*Page text:*
BEGIN
What easy and effective exercises exist to treat an existing runners knee injury?

Runners knee often occurs when quadriceps are too weak to support the knees. Thigh-strengthening exercises are needed. Some exercises, such as lunges, might not be appropriate for existing knee injuries since it might cause pain and make it worse.

So far in my research I came across CoolRunning, suggesting

  • Standing Leg Lifts: Stand with your back against the wall. Lift one leg up as high as you can with the knee straight. Hold for five seconds, then bend your knee to relax, hold for five seconds. Straighten your leg again, and do five of these before switching to the other leg. Over time, see if you can build up to ten seconds.
  • Foot Turns: Lie down or sit in a chair and stretch both legs out, knees straight and feet pointed up toward the knees. Tighten your thigh muscles and turn your feet out as far as you can, holding for ten seconds. Now turn your feet in as far as you can and hold for ten seconds, keeping your thigh muscles tight for the entire exercise. Do three of these sets.
  • Foot Press: Either sitting or lying down, put one foot on top of the other and pull up with your lower foot as you push down with the upper foot. Hold that for ten seconds, and then switch feet and repeat. Try five sets of these.

Do you agree with these suggestions?

2 Answers 2


Barbell back squats are probably the most effective exercise for strengthening everything south of your belt line. Everything else is a half measure or more dangerous. If there was a more effective way to build lower body strength it would be used by professional athletes instead of squats.

I'm not sure what your existing knee injury is and what it would preclude you from doing. It's fairly common for people to avoid squats because they have some random knee pain that very well could be resolved by (as you stated) strengthening your legs. I wrote up an answer a while back that you may or may not find useful, it's basically how I structured running and strength training.

Backing up a bit though, you should be able to do a squat without pain. If you can't squat (no bar, no weight) without pain then you really do have an injury that you either need to let heal or you need to have some professional medical help for.

If you can do that, start working with an empty bar. Then put 5lbs on the sides, and then ramp up. Follow a proper strength training program.

Don't look at squats as something other people do. Look at it like a very normal movement for a human being. If you can't do it without pain, it's akin to not being able to lift your arms in the air: it's a problem and you need to address it. Start light, pay attention to your form, and ramp up safely.


The runner's knee is not an injury. It is exercise-correlated patellofemoral pain. As a matter of fact, the pain is associated more with beliefs and anxiety than functional and/or structural problems. Hence, physiotherapy strengthening your trust in your knee and busting nocebos is more important than exercises against the pain.

The functional problems can best be tackled by mobilisation and strengthening of the gastrognemius. Accordingly, I'd say eccentric training programs or heavy slow resistance training similar to achilles tendinopathy rehab (thousands of videos on youtube on that) work best.

Source: https://pubmed.ncbi.nlm.nih.gov/19236982/

That being said, strengthening the quads doesn't hurt either in case it is not the classical Runner's Knee and structural problems being involved as well. For strength gains, a variation in load and exercise is more effective than focusing on single exercises even when using progressive load programs, though. Thus, it is never a good idea to focus on one exercise or constant load, especially if one wants to stabilise the patella for which the vastus medialis and rectus femoris are crucial (linked study shows no response of these muscle in these cases).
END
*Task item:* Reproduce the passage from the runner's knee discussion word for word, starting with "Do you agree" and going on through "and strength training.". The entries are not needed for this work.

*Source data:*
BEGIN
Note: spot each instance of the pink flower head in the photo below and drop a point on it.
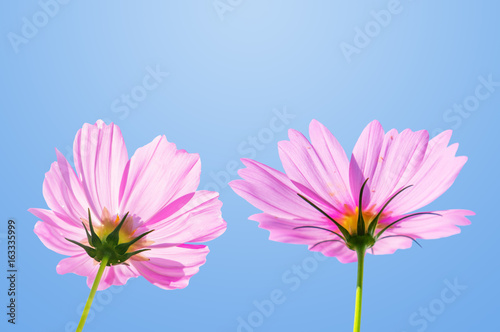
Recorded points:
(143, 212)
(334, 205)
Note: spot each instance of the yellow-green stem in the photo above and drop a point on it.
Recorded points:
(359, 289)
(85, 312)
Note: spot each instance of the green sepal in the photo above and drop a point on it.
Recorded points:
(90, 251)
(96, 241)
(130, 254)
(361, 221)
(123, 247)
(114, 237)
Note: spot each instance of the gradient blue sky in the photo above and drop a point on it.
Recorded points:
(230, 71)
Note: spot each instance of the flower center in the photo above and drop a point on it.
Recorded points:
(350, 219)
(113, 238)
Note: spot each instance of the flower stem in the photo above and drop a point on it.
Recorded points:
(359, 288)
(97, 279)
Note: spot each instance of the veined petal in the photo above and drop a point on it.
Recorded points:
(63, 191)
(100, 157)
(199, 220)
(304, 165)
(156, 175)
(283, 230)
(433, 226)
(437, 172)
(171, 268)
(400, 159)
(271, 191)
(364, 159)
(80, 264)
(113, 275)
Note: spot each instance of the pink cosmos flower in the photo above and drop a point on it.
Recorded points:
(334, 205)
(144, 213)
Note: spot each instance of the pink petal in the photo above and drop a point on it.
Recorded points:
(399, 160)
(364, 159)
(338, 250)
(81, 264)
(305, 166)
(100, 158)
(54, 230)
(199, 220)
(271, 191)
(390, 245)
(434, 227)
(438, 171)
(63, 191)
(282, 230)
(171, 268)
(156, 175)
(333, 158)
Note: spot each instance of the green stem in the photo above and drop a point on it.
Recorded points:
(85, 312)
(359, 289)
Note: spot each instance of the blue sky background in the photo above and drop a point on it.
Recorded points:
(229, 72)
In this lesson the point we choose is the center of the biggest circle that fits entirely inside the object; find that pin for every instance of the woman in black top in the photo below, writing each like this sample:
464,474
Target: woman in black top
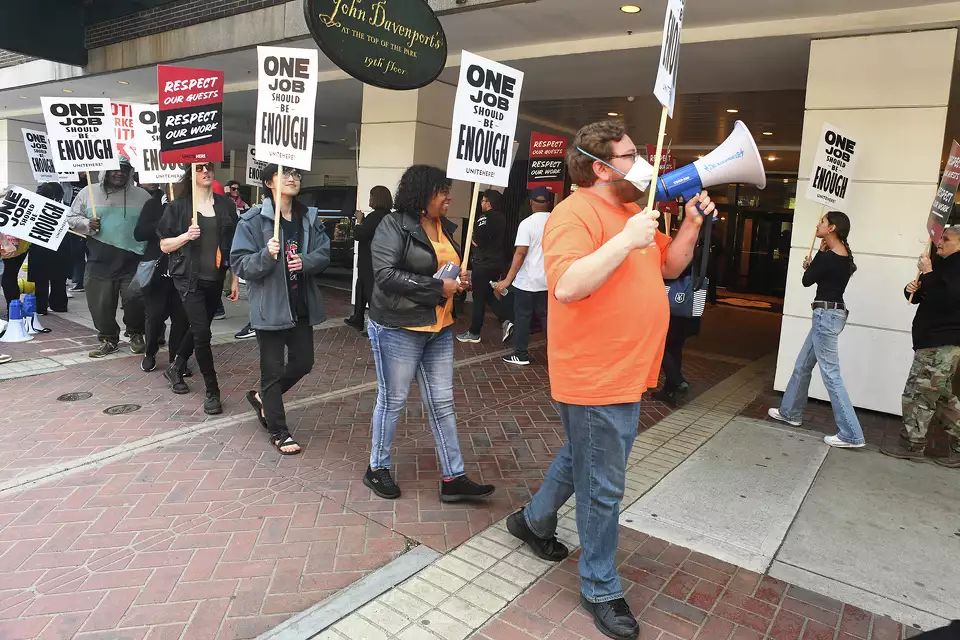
END
*Response:*
Do you agree with these suggestions?

2 Answers 2


Barbell back squats are probably the most effective exercise for strengthening everything south of your belt line. Everything else is a half measure or more dangerous. If there was a more effective way to build lower body strength it would be used by professional athletes instead of squats.

I'm not sure what your existing knee injury is and what it would preclude you from doing. It's fairly common for people to avoid squats because they have some random knee pain that very well could be resolved by (as you stated) strengthening your legs. I wrote up an answer a while back that you may or may not find useful, it's basically how I structured running and strength training.